Which lines in the items below contain the word "clicks"? Pick out each of those lines and copy it in full.
*** Opening of Data for review ***
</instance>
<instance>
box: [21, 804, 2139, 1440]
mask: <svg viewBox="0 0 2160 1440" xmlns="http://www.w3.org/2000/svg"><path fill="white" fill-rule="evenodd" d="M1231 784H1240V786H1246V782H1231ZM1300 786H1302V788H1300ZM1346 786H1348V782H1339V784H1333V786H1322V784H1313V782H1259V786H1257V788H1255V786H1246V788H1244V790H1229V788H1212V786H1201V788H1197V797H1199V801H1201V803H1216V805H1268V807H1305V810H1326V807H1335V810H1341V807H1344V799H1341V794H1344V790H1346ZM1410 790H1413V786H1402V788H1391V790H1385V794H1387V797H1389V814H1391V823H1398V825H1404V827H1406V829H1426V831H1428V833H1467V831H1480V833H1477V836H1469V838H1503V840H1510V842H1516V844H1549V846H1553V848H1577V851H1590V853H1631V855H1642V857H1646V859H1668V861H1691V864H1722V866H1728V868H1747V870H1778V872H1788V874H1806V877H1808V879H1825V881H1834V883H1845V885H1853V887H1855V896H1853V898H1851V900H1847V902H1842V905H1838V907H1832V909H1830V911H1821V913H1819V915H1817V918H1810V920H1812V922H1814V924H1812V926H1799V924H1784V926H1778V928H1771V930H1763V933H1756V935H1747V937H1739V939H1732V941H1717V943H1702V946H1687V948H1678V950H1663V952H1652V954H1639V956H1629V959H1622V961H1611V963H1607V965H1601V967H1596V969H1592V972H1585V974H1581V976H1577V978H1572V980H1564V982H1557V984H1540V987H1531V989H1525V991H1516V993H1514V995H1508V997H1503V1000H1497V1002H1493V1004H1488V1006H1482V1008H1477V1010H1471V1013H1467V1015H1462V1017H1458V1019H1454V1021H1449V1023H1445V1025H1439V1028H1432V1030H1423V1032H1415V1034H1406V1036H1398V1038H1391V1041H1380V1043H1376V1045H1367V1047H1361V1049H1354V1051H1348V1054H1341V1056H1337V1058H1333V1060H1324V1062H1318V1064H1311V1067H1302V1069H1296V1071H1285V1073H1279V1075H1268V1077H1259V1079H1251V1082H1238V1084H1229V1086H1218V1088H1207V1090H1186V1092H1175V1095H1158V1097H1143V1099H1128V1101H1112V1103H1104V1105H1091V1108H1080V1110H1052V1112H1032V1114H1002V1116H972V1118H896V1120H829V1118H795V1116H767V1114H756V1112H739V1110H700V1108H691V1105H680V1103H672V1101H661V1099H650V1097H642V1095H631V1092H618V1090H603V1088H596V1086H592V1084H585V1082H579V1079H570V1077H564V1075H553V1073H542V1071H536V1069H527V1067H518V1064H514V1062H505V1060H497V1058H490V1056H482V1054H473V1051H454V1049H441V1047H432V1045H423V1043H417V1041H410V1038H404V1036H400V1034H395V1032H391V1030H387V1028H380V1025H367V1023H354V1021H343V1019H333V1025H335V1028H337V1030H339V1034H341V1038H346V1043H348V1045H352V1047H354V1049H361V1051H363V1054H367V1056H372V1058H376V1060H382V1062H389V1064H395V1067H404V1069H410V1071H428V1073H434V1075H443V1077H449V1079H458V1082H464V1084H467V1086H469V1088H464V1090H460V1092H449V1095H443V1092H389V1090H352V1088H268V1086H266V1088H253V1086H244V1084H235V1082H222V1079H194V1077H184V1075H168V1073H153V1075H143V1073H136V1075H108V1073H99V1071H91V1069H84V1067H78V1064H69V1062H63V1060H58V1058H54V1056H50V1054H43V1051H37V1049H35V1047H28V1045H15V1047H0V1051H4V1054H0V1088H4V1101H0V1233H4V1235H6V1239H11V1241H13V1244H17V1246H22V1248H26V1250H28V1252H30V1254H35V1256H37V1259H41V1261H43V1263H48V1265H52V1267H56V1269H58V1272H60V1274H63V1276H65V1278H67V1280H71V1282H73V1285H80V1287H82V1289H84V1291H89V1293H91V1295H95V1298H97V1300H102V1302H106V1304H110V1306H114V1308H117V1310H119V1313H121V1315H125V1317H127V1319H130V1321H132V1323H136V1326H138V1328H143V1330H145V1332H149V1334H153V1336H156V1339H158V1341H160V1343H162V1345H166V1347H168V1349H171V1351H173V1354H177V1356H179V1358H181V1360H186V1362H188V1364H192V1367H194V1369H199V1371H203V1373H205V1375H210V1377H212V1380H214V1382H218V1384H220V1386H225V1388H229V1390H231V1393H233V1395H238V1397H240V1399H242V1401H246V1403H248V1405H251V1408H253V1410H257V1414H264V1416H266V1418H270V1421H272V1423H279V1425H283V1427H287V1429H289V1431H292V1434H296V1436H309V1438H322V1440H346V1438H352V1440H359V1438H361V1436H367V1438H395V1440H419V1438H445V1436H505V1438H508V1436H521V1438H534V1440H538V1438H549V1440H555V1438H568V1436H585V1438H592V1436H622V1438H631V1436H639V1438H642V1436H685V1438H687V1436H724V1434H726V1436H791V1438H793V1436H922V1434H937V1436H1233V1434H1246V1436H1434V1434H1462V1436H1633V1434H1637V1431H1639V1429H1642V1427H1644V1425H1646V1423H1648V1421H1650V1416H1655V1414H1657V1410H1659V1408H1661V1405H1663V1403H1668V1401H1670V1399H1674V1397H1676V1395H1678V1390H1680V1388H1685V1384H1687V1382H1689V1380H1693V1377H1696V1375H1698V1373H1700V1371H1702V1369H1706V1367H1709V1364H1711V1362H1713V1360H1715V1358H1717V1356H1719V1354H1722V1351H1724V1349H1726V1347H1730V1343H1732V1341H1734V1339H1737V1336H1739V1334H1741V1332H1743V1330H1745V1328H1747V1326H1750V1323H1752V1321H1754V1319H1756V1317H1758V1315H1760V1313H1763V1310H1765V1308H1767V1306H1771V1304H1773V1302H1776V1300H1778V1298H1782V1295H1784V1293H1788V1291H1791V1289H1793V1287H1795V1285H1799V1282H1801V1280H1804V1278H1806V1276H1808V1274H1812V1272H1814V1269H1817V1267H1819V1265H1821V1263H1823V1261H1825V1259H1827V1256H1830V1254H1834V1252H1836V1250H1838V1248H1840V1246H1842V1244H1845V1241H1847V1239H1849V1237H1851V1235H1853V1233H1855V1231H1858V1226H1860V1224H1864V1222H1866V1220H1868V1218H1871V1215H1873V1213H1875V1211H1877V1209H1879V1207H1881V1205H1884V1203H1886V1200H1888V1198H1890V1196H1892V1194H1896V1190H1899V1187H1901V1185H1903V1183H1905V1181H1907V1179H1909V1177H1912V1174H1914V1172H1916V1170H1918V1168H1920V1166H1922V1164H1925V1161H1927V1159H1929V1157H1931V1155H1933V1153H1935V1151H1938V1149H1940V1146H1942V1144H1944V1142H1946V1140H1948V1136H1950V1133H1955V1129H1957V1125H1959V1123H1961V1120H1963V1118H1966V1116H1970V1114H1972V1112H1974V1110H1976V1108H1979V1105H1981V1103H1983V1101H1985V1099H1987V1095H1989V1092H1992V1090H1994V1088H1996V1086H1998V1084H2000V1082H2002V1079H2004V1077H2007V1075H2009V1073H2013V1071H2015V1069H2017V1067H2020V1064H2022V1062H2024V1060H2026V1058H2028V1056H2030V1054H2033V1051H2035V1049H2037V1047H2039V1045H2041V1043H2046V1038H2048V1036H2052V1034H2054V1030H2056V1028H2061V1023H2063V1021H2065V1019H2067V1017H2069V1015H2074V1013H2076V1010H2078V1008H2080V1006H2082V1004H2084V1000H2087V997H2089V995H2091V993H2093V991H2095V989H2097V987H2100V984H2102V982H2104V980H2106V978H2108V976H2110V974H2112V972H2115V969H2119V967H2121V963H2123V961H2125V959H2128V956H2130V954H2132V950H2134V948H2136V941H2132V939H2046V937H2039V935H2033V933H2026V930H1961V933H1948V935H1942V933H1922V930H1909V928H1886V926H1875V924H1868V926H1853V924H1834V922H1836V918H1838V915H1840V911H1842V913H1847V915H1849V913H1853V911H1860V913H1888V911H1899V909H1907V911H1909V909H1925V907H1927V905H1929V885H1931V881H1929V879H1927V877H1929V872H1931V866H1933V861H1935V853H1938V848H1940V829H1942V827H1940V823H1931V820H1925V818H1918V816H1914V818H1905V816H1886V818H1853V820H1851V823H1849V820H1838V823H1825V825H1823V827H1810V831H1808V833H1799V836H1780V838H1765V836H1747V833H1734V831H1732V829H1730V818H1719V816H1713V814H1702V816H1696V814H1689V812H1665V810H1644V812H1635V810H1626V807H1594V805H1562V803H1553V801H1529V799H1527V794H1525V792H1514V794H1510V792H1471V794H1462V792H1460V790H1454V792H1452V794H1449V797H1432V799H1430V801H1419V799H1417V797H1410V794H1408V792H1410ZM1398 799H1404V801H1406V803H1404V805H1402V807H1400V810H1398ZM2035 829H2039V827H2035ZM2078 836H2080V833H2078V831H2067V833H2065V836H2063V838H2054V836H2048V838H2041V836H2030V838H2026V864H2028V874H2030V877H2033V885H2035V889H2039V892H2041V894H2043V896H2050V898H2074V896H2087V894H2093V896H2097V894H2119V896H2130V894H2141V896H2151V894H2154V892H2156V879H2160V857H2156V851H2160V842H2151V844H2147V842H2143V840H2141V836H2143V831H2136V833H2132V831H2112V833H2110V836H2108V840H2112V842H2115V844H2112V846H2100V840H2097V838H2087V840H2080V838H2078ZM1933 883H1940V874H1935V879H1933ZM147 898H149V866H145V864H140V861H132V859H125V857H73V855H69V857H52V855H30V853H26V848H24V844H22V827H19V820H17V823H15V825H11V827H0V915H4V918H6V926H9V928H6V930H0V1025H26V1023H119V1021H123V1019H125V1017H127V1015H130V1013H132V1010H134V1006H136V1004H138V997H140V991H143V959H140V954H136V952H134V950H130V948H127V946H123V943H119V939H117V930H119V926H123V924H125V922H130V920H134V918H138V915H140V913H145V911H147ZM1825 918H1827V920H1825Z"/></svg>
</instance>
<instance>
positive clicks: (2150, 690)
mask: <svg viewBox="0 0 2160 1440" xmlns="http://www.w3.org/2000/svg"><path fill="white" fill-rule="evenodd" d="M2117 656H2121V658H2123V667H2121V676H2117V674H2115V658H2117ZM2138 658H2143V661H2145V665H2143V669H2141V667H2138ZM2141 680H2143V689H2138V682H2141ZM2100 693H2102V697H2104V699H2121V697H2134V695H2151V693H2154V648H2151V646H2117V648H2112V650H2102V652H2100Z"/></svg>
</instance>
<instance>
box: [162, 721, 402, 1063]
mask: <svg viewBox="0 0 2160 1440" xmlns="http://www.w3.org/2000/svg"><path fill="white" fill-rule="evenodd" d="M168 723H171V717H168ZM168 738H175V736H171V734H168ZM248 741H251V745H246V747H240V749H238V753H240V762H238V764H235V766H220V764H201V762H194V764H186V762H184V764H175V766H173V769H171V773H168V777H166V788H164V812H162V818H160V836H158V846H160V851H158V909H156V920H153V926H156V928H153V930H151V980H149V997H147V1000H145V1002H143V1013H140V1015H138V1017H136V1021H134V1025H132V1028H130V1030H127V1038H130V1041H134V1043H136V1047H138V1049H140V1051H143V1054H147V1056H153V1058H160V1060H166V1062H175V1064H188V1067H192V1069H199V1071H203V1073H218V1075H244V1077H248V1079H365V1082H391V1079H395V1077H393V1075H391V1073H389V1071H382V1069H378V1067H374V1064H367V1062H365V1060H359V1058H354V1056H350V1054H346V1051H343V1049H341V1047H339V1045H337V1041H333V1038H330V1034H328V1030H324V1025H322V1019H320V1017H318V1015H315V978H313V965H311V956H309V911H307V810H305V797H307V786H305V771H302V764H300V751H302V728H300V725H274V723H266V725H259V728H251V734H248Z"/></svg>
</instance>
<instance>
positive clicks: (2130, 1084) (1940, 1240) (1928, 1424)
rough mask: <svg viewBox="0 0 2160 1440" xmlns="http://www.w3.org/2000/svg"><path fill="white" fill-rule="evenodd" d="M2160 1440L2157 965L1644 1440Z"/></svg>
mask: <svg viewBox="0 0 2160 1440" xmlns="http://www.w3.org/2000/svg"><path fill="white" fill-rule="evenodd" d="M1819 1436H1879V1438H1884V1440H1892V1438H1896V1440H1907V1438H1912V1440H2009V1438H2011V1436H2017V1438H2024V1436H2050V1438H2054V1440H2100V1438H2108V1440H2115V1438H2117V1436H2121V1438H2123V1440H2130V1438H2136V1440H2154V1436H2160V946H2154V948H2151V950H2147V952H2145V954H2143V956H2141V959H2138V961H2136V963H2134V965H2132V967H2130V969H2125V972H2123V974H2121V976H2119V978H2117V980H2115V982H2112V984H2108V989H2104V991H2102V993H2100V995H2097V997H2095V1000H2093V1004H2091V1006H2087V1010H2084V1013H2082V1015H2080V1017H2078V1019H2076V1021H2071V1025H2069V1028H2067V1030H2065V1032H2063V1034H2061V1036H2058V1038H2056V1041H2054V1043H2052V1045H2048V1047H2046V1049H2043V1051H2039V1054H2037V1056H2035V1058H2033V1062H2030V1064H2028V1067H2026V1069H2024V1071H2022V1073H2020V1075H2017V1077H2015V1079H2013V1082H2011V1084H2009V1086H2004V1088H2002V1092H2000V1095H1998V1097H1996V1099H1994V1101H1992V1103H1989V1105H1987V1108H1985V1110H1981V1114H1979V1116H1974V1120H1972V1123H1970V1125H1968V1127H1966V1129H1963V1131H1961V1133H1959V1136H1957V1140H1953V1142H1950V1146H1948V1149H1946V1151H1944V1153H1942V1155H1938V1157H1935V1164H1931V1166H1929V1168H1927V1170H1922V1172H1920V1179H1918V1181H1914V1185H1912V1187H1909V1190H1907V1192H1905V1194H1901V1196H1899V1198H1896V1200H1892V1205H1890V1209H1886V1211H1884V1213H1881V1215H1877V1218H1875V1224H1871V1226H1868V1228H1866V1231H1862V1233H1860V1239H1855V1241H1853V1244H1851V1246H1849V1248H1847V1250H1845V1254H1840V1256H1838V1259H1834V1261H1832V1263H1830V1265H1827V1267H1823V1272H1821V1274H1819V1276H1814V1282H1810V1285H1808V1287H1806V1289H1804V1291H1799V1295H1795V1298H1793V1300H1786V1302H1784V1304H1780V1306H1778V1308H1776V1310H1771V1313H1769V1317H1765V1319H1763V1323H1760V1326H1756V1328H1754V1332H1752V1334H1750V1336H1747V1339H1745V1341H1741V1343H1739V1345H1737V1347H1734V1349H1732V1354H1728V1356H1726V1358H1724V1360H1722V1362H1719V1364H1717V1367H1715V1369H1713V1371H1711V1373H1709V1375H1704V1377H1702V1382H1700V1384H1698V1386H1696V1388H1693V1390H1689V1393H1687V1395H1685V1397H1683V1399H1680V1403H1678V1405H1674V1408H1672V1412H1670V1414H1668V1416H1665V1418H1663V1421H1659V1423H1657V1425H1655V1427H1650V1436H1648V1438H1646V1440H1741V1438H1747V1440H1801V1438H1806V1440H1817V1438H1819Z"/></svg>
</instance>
*** Close of Data for review ***
Task response:
positive clicks: (2150, 690)
positive clicks: (2130, 1084) (1940, 1240) (1928, 1424)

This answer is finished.